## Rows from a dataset
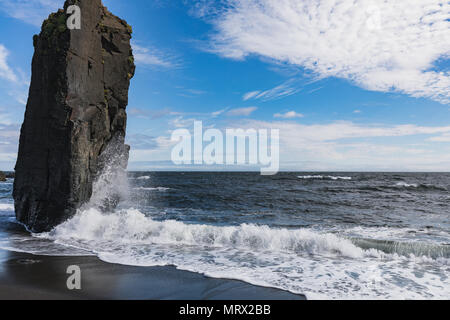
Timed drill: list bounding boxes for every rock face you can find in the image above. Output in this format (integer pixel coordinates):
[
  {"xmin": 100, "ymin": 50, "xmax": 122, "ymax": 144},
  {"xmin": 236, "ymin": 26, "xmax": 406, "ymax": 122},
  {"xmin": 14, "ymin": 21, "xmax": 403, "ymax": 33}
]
[{"xmin": 13, "ymin": 0, "xmax": 135, "ymax": 232}]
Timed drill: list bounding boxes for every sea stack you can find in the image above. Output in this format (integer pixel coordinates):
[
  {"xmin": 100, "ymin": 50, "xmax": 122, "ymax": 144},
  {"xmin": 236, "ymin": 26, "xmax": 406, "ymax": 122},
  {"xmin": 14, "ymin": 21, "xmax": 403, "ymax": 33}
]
[{"xmin": 13, "ymin": 0, "xmax": 135, "ymax": 232}]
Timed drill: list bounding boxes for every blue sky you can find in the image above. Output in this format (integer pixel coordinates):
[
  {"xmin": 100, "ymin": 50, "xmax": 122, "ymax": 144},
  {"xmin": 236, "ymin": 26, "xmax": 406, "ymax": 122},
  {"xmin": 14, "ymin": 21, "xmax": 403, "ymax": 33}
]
[{"xmin": 0, "ymin": 0, "xmax": 450, "ymax": 171}]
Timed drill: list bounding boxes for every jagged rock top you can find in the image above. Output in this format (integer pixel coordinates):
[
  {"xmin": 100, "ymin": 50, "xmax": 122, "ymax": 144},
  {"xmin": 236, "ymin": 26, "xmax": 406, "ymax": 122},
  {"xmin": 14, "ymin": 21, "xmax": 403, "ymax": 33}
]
[{"xmin": 13, "ymin": 0, "xmax": 135, "ymax": 232}]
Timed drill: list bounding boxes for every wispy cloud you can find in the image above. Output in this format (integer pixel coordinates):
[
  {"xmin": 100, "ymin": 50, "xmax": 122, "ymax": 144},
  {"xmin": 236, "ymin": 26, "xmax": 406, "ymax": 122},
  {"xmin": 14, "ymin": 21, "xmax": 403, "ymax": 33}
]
[
  {"xmin": 242, "ymin": 91, "xmax": 261, "ymax": 101},
  {"xmin": 227, "ymin": 107, "xmax": 258, "ymax": 117},
  {"xmin": 242, "ymin": 78, "xmax": 319, "ymax": 101},
  {"xmin": 273, "ymin": 111, "xmax": 304, "ymax": 119},
  {"xmin": 132, "ymin": 42, "xmax": 181, "ymax": 69},
  {"xmin": 0, "ymin": 0, "xmax": 64, "ymax": 27},
  {"xmin": 197, "ymin": 0, "xmax": 450, "ymax": 103}
]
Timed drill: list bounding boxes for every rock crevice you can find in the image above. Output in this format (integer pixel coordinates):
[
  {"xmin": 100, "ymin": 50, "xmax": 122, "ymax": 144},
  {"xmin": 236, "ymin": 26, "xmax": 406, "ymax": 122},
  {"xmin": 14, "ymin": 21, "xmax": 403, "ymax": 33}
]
[{"xmin": 13, "ymin": 0, "xmax": 135, "ymax": 232}]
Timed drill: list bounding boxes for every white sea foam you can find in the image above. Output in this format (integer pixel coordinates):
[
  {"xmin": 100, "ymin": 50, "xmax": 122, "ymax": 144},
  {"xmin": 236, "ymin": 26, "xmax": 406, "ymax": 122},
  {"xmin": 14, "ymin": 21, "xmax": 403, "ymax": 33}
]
[
  {"xmin": 136, "ymin": 176, "xmax": 150, "ymax": 180},
  {"xmin": 298, "ymin": 175, "xmax": 352, "ymax": 180},
  {"xmin": 0, "ymin": 203, "xmax": 14, "ymax": 211},
  {"xmin": 39, "ymin": 209, "xmax": 450, "ymax": 299},
  {"xmin": 395, "ymin": 182, "xmax": 419, "ymax": 188}
]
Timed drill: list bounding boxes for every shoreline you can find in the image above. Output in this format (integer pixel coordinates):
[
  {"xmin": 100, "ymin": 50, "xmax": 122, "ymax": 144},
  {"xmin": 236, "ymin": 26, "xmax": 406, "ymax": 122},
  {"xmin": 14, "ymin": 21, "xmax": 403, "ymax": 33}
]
[{"xmin": 0, "ymin": 250, "xmax": 306, "ymax": 300}]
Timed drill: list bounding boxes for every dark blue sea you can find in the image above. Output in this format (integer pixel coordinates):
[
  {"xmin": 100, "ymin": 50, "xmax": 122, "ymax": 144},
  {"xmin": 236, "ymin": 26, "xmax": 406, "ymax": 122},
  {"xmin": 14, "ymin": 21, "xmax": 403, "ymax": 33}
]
[{"xmin": 0, "ymin": 172, "xmax": 450, "ymax": 299}]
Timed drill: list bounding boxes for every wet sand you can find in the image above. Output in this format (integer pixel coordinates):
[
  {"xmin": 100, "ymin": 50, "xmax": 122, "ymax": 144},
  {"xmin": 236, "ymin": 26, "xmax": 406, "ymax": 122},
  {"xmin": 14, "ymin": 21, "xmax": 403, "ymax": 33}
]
[{"xmin": 0, "ymin": 250, "xmax": 305, "ymax": 300}]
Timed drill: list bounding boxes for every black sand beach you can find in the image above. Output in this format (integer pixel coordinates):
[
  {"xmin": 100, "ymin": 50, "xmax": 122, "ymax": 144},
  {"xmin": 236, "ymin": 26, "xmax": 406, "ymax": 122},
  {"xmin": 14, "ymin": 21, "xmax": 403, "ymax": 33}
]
[{"xmin": 0, "ymin": 250, "xmax": 305, "ymax": 300}]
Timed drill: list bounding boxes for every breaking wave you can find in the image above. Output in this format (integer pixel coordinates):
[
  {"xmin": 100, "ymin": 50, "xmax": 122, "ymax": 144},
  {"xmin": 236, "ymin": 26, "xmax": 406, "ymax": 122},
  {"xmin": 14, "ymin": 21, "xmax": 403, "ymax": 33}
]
[
  {"xmin": 0, "ymin": 203, "xmax": 14, "ymax": 211},
  {"xmin": 298, "ymin": 175, "xmax": 352, "ymax": 180},
  {"xmin": 41, "ymin": 208, "xmax": 450, "ymax": 259}
]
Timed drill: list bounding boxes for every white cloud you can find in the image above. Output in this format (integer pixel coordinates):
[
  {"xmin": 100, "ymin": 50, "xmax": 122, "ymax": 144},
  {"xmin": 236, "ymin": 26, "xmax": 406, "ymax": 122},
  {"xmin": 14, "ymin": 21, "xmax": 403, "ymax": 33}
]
[
  {"xmin": 227, "ymin": 107, "xmax": 258, "ymax": 117},
  {"xmin": 202, "ymin": 0, "xmax": 450, "ymax": 103},
  {"xmin": 242, "ymin": 91, "xmax": 261, "ymax": 101},
  {"xmin": 233, "ymin": 120, "xmax": 450, "ymax": 171},
  {"xmin": 428, "ymin": 133, "xmax": 450, "ymax": 142},
  {"xmin": 0, "ymin": 0, "xmax": 64, "ymax": 27},
  {"xmin": 273, "ymin": 111, "xmax": 304, "ymax": 119},
  {"xmin": 132, "ymin": 42, "xmax": 180, "ymax": 69},
  {"xmin": 0, "ymin": 44, "xmax": 19, "ymax": 82},
  {"xmin": 243, "ymin": 79, "xmax": 315, "ymax": 101}
]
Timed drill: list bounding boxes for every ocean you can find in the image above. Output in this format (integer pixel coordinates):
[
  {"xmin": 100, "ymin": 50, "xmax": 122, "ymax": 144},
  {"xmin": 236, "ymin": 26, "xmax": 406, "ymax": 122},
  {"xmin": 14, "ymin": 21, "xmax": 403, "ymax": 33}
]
[{"xmin": 0, "ymin": 172, "xmax": 450, "ymax": 299}]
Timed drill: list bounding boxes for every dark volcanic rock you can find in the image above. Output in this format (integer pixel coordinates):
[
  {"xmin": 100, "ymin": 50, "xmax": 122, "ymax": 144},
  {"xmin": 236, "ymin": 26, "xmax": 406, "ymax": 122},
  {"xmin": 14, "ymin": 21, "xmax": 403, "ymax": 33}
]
[{"xmin": 13, "ymin": 0, "xmax": 135, "ymax": 232}]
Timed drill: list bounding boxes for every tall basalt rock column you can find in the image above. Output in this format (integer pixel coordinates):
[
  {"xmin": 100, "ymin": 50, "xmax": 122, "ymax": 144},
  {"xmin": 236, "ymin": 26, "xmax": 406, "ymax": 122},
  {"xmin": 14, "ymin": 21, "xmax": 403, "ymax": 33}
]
[{"xmin": 13, "ymin": 0, "xmax": 135, "ymax": 232}]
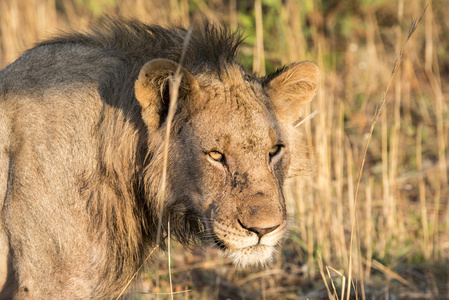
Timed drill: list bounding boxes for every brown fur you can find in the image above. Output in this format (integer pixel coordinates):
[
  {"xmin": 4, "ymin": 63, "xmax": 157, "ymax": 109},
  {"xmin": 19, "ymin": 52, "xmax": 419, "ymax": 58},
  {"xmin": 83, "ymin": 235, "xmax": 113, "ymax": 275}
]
[{"xmin": 0, "ymin": 20, "xmax": 319, "ymax": 299}]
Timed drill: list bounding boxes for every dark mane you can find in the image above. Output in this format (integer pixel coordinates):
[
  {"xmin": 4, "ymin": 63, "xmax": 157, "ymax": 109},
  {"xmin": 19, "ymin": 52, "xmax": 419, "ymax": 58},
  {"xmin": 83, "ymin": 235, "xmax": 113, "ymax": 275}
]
[{"xmin": 37, "ymin": 17, "xmax": 243, "ymax": 74}]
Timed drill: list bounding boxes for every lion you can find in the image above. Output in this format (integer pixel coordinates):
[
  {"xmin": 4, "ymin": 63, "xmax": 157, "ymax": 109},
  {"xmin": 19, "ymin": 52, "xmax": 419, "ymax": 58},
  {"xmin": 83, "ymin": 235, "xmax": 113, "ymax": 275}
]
[{"xmin": 0, "ymin": 18, "xmax": 319, "ymax": 299}]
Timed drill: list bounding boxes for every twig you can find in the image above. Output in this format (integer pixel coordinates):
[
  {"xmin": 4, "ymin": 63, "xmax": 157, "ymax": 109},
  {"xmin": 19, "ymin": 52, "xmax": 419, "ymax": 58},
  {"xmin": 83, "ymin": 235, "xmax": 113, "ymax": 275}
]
[{"xmin": 346, "ymin": 3, "xmax": 429, "ymax": 300}]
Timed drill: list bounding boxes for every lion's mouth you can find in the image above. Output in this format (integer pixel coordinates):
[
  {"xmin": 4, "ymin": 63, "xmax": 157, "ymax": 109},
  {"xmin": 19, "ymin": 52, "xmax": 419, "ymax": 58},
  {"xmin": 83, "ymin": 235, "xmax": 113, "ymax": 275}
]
[{"xmin": 209, "ymin": 221, "xmax": 287, "ymax": 267}]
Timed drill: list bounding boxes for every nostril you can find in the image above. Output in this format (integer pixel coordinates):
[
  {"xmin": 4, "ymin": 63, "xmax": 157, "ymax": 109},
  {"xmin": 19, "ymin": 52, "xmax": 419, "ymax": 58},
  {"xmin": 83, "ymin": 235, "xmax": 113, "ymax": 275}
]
[
  {"xmin": 248, "ymin": 225, "xmax": 279, "ymax": 238},
  {"xmin": 238, "ymin": 220, "xmax": 279, "ymax": 238}
]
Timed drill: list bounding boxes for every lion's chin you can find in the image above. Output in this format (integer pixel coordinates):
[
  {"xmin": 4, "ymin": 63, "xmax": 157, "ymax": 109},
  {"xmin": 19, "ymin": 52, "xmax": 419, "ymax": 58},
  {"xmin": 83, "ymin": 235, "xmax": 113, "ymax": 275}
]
[{"xmin": 224, "ymin": 244, "xmax": 275, "ymax": 268}]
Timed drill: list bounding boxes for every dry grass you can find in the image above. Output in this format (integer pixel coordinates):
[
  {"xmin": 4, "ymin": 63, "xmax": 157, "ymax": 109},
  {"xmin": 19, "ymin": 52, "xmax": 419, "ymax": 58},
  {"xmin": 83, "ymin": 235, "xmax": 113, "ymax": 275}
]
[{"xmin": 0, "ymin": 0, "xmax": 449, "ymax": 299}]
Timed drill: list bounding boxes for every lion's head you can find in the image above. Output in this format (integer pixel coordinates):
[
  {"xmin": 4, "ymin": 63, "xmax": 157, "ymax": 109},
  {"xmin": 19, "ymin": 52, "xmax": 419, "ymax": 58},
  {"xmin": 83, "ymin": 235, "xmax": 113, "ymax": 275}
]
[{"xmin": 135, "ymin": 59, "xmax": 319, "ymax": 266}]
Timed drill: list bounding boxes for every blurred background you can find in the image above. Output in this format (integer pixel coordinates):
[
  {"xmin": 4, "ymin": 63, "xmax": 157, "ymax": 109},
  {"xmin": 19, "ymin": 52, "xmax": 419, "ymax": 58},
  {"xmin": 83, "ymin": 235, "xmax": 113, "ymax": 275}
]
[{"xmin": 0, "ymin": 0, "xmax": 449, "ymax": 299}]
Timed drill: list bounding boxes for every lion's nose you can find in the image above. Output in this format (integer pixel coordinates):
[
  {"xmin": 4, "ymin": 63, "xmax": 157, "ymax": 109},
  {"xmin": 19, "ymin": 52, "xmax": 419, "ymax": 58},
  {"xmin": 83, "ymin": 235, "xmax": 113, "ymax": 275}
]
[{"xmin": 247, "ymin": 225, "xmax": 279, "ymax": 238}]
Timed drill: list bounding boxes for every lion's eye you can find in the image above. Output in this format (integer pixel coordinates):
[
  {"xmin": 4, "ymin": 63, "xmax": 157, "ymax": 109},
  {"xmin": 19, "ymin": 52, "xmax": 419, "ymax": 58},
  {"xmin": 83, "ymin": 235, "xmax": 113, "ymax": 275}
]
[
  {"xmin": 269, "ymin": 145, "xmax": 282, "ymax": 157},
  {"xmin": 209, "ymin": 151, "xmax": 224, "ymax": 162}
]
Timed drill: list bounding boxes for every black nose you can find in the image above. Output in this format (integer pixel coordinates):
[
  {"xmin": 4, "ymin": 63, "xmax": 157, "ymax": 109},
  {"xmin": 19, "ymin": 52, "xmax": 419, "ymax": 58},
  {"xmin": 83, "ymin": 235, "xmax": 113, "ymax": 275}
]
[{"xmin": 247, "ymin": 225, "xmax": 279, "ymax": 238}]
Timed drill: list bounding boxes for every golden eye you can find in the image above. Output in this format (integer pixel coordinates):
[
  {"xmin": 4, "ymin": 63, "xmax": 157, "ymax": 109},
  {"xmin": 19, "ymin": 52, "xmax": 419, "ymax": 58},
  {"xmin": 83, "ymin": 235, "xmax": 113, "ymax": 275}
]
[
  {"xmin": 269, "ymin": 145, "xmax": 282, "ymax": 157},
  {"xmin": 209, "ymin": 151, "xmax": 223, "ymax": 162}
]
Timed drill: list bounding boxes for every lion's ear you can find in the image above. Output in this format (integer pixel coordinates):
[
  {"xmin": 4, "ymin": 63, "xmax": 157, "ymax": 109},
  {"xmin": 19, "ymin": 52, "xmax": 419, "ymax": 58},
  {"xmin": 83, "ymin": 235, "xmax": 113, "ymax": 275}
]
[
  {"xmin": 134, "ymin": 59, "xmax": 198, "ymax": 130},
  {"xmin": 264, "ymin": 62, "xmax": 320, "ymax": 125}
]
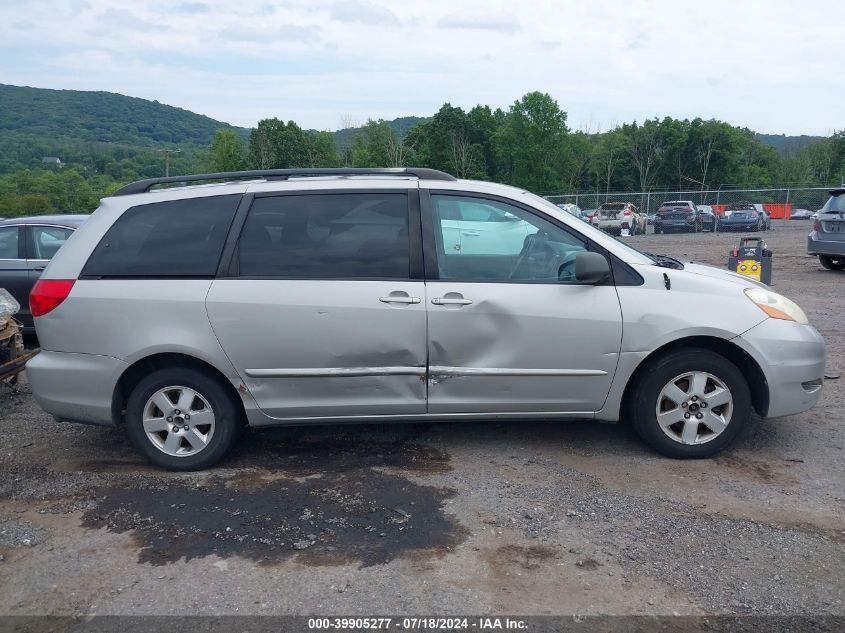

## Directions for this task
Please identify each line in the records above that contains the string "blue", and copy those lines out in full. Case counts, so match only that capitalization.

## Output for this task
Timed drill: list bounding boxes for every blue sky you can find in the image above. Output in this format (integer pixel coordinates):
Timed drill: list bounding boxes for every dark blue sea you can find in the image above. Output in this format (integer pixel coordinates):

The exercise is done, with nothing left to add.